▶ **Le sfide**:
1. Rispondi in breve a queste domande sul brano riportato sotto.
(a) Che cosa considera un sacco limitante la persona descritta nelle prime righe?
(b) A chi viene paragonato Nick?
(c) In quali ambiti, secondo il brano, succede che la Rivoluzione diventi un prodotto da vendere?
2. Riscrivi senza cambiamenti il tratto del brano che comincia dalle parole "Quello che aspira" e si ferma dopo le parole "così. Non trovi?".

▶ **Brano riportato**:
---*---

Quello che aspira a qualcosa di meglio. Quello che considera il triangolo casa-lavoro-spesa
un sacco limitante. Però, se siamo bravi a leggere tra le righe, intuiamo anche
i primi segni di cedimento. Non lo so: Nick lo paragonerei ad un velocista
nell’istante in cui la fuga scappa e non c’è verso di riprenderla, e allora si
gioca per la seconda piazza e accidenti. Tipo così. Non trovi?
E l’idea di
Rivoluzione di Nicola Nucci qual è?
Oggi la
Rivoluzione è un po’ quella che descrivono i due personaggi. Ovvero un prodotto ben confezionato che possa essere commercializzato e rivenduto come merce di
scambio. Succede così nell’editoria, nel cinema, chiaramente nella musica. È un
peccato. Questo sta portando ad un livellamento verso il basso. Praticamente se
non hai particolari talenti te li costruiscono a tavolino. È un bene? E’ un
male? A voi la scelta.

---*---

▶ **Materiale**:
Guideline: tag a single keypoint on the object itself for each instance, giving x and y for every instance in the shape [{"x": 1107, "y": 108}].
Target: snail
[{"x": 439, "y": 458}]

---*---

▶ **Le risposte**:
1.
(a) Il triangolo casa-lavoro-spesa.
(b) A un velocista nell'istante in cui la fuga scappa e non c'è verso di riprenderla.
(c) Nell'editoria, nel cinema e nella musica.

2.
Quello che aspira a qualcosa di meglio. Quello che considera il triangolo casa-lavoro-spesa
un sacco limitante. Però, se siamo bravi a leggere tra le righe, intuiamo anche
i primi segni di cedimento. Non lo so: Nick lo paragonerei ad un velocista
nell’istante in cui la fuga scappa e non c’è verso di riprenderla, e allora si
gioca per la seconda piazza e accidenti. Tipo così. Non trovi?